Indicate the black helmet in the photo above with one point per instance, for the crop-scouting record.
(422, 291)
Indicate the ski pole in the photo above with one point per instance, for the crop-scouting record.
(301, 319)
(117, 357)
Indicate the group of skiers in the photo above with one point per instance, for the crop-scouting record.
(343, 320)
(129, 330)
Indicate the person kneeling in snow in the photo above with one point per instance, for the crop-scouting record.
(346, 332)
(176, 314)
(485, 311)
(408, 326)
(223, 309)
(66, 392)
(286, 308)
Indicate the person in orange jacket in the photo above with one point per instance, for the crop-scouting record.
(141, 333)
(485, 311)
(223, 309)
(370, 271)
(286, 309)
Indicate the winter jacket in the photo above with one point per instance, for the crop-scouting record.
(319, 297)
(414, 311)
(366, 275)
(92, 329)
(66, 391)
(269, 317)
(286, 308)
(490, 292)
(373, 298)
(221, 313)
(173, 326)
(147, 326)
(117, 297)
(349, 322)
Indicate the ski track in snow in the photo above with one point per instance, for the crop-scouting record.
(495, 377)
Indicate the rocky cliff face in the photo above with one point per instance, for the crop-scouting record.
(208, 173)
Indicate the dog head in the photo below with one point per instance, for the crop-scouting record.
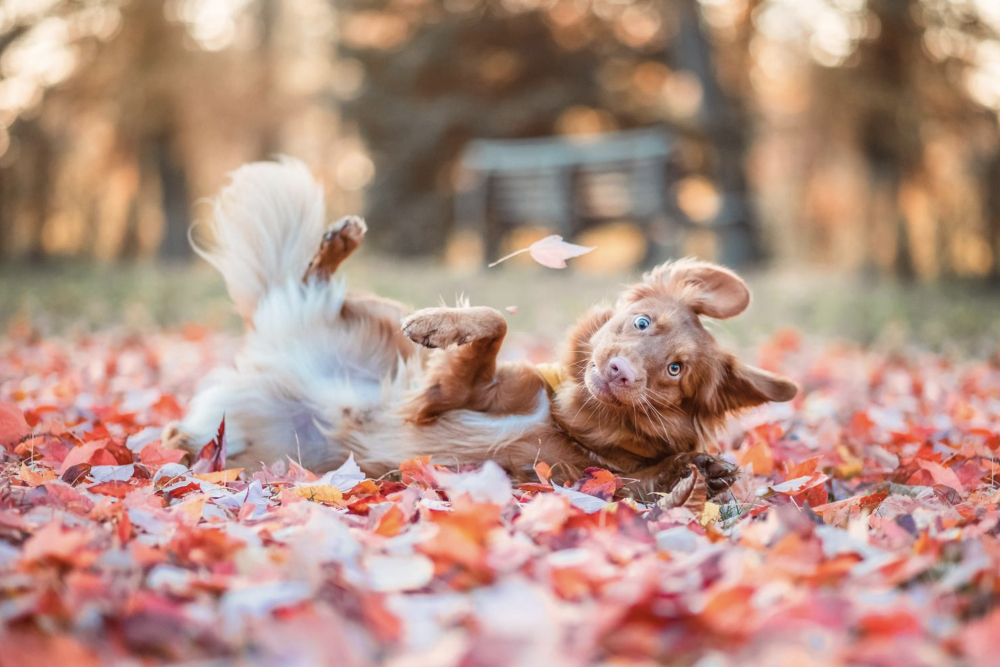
(654, 352)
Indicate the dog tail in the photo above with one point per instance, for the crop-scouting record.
(266, 226)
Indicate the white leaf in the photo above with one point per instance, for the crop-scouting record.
(399, 573)
(345, 477)
(584, 501)
(112, 473)
(489, 484)
(553, 252)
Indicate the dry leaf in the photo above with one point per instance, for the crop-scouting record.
(551, 251)
(320, 493)
(220, 476)
(32, 478)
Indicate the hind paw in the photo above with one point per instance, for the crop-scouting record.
(337, 245)
(441, 327)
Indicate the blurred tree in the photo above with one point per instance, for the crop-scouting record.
(439, 73)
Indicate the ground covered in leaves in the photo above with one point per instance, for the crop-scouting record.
(862, 532)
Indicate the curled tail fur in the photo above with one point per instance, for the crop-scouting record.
(264, 229)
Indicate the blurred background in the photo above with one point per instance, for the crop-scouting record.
(845, 154)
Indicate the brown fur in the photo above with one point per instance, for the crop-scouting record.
(648, 430)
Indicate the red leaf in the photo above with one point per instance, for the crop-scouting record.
(155, 455)
(599, 482)
(13, 427)
(115, 488)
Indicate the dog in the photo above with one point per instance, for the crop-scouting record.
(324, 372)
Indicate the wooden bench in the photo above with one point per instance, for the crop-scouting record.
(571, 184)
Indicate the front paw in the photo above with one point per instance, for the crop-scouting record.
(441, 327)
(719, 474)
(433, 328)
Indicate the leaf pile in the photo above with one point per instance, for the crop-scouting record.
(862, 532)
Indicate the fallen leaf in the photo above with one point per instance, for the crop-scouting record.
(212, 457)
(220, 476)
(550, 251)
(13, 426)
(320, 493)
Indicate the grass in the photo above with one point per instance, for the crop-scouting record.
(59, 298)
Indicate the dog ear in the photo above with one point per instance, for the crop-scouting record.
(742, 386)
(709, 289)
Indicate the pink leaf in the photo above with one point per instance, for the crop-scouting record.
(212, 457)
(553, 252)
(13, 428)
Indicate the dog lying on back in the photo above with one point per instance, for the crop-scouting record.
(324, 372)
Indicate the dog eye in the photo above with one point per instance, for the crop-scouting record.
(641, 322)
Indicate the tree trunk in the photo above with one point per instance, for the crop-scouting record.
(724, 126)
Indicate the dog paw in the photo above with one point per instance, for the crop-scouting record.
(336, 246)
(349, 232)
(719, 474)
(433, 328)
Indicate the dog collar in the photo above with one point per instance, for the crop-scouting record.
(553, 375)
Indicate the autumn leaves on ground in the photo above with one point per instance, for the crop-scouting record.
(862, 532)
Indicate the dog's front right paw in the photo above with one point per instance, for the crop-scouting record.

## What you have to do
Return every line of the records exactly as given, pictures excluded.

## Response to the task
Indicate the black helmet in the photo above with one point per instance, for the crop-scouting record.
(422, 291)
Indicate the ski pole in the photo above with one point per instance, for the crop-scouting record.
(301, 319)
(117, 357)
Indicate the group of skiers in the photo above with one point per instance, for the crop-scouting record.
(343, 320)
(129, 330)
Indicate the person kneeling in snow in the photo above with one point per instance, for the crop-scouting record.
(346, 332)
(176, 314)
(485, 311)
(408, 326)
(223, 309)
(66, 392)
(286, 308)
Indicate the person in orange jacket in the photo above with one point per instance, for the crop-scouting record.
(141, 333)
(485, 311)
(223, 309)
(370, 271)
(286, 309)
Indicate the winter jacket in the photo above with one point per instance, for the crop-scouting record.
(319, 297)
(414, 311)
(366, 275)
(92, 329)
(66, 391)
(269, 317)
(286, 308)
(490, 292)
(373, 298)
(221, 313)
(173, 326)
(147, 326)
(117, 297)
(349, 322)
Indicate the ski track in snow in the photo above with one point per instance, for the crop-scouting record.
(495, 377)
Indicate the rocky cliff face in the photo above with one point per instance, for the crop-scouting record.
(208, 173)
Indicate the dog head in the photo below with one point per instance, for the crop-scouting record.
(654, 352)
Indicate the dog tail in the photo above with one point per instance, for the crop-scouting record.
(266, 226)
Indicate the white leaf in the photo above with one point per instance, for the crop-scouting record.
(399, 573)
(345, 477)
(584, 501)
(112, 473)
(489, 484)
(553, 252)
Indicate the dry leaf in the photo above with one point per instance, for the crop-scouting record.
(551, 251)
(320, 493)
(220, 476)
(32, 478)
Indicate the hind paw in the photo above with one point per instance, for the crop-scouting record.
(337, 245)
(441, 327)
Indicate the blurred tree in the photo above with one point per instance, for the crop-scouting record.
(439, 73)
Indicate the ground covered in leaves in the photo above with one point per instance, for the crop-scouting record.
(862, 532)
Indicate the curled tail fur in the photo above with one point per instance, for the crop-scouting record.
(264, 229)
Indicate the blurred background in the photo above with one point per instance, for the crop-scouting record.
(845, 154)
Indicate the brown fur in the photo above with one point per instance, for the crop-scouting record.
(648, 430)
Indicate the red leaf in the photo above with one point per instance, for the crop-scouting record.
(155, 455)
(599, 482)
(13, 427)
(115, 488)
Indicate the dog in the photo above with one point per instance, for the crop-scouting record.
(324, 372)
Indicate the wooden bench in the photo above with one point per instance, for the crop-scouting record.
(571, 184)
Indicate the front paw in the photo above with one point per instance, for the crop-scouting record.
(441, 327)
(719, 474)
(433, 328)
Indicate the leaf pile in the photo above with one point per instance, for the crop-scouting record.
(862, 532)
Indicate the fallen leaf in the photo above with one point per instance, for the crop-scouting record.
(212, 457)
(220, 476)
(550, 251)
(13, 426)
(320, 493)
Indicate the grass in the photo above with one point per instance, for the crop-scouting record.
(59, 298)
Indicate the dog ear in the photo above with one point per instance, for the crop-scouting record.
(742, 386)
(709, 289)
Indicate the pink leaf in the photo above with one point per instance, for the crop-scouting record.
(212, 457)
(553, 252)
(13, 428)
Indicate the dog lying on back in the photo above with one point per instance, for the crop-scouting record.
(324, 372)
Indicate the dog eye in the photo above with one point per instance, for the crop-scouting record.
(641, 322)
Indicate the tree trunk in the photo above with one point per instance, for the crop-scouting record.
(724, 126)
Indicate the dog paw in the photo above with one point per instance, for the crop-scouting record.
(336, 246)
(349, 232)
(719, 474)
(433, 328)
Indicate the dog collar in the photo above with one point per instance, for the crop-scouting record.
(553, 375)
Indicate the autumn leaves on ground in the photo above with one point per instance, for the crop-scouting record.
(862, 532)
Indicate the dog's front right paw in the photo above with one point per instance, for the crop-scouting record.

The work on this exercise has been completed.